**What you should do**
Reproduce the material word for word, starting at its first line and ending at the line that contains "98 49 L 105", with both of those lines included.

☆ ☆ ☆ ☆ ☆

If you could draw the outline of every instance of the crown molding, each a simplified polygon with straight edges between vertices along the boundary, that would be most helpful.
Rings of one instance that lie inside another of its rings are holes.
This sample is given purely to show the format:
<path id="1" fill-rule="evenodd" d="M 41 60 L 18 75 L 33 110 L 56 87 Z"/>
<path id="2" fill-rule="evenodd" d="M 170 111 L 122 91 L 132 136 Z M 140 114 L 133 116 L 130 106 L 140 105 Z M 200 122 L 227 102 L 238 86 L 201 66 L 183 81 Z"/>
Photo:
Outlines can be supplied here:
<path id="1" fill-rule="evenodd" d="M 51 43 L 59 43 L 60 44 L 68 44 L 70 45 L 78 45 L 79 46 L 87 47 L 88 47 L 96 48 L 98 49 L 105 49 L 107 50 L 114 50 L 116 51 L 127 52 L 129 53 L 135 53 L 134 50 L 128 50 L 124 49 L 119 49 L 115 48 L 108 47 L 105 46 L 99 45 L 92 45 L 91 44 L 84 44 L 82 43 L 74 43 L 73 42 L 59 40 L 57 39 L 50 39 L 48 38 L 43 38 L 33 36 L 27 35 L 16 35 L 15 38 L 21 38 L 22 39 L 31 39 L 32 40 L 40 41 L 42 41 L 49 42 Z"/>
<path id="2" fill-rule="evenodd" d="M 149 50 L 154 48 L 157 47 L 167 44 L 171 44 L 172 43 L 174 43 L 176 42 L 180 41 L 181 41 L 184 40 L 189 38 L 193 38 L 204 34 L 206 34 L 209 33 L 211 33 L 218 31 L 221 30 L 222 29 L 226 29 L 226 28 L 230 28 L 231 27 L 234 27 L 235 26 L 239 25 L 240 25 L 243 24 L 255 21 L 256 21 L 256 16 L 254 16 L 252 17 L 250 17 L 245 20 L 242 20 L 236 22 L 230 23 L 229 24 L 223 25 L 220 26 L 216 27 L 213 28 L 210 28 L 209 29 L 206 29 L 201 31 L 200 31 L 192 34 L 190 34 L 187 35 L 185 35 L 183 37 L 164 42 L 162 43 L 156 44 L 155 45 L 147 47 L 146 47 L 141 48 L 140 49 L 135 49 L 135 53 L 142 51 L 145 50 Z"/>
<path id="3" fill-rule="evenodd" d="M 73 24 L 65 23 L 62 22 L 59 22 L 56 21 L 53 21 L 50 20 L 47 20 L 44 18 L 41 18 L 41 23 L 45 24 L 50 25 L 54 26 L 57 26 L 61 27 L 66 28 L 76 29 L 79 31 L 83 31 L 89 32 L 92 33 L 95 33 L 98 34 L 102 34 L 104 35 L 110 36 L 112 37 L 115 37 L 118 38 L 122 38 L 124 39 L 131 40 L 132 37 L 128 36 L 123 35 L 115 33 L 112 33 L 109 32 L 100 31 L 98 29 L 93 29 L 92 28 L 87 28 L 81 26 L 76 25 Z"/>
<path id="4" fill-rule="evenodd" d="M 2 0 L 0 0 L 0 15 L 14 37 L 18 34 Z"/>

☆ ☆ ☆ ☆ ☆

**Correct result**
If you could draw the outline of every instance of the crown molding, each a simplified polygon with straight edges between vertices along the boundary, that would be most helpful.
Rings of one instance that lie inside another of its rings are holes.
This sample is given purely to show the format:
<path id="1" fill-rule="evenodd" d="M 41 60 L 18 75 L 33 110 L 56 87 Z"/>
<path id="2" fill-rule="evenodd" d="M 170 111 L 122 91 L 132 136 Z M 140 114 L 133 116 L 130 106 L 140 105 Z M 200 122 L 227 102 L 238 86 L 201 66 L 183 81 Z"/>
Photo:
Outlines can be supplied here:
<path id="1" fill-rule="evenodd" d="M 51 43 L 59 43 L 60 44 L 68 44 L 70 45 L 78 45 L 79 46 L 87 47 L 88 47 L 96 48 L 98 49 L 105 49 L 107 50 L 114 50 L 116 51 L 127 52 L 129 53 L 135 53 L 134 50 L 128 50 L 124 49 L 119 49 L 115 48 L 108 47 L 105 46 L 99 45 L 92 45 L 91 44 L 84 44 L 82 43 L 74 43 L 73 42 L 59 40 L 57 39 L 50 39 L 48 38 L 43 38 L 33 36 L 27 35 L 16 35 L 15 38 L 21 38 L 22 39 L 31 39 L 32 40 L 40 41 L 42 41 L 49 42 Z"/>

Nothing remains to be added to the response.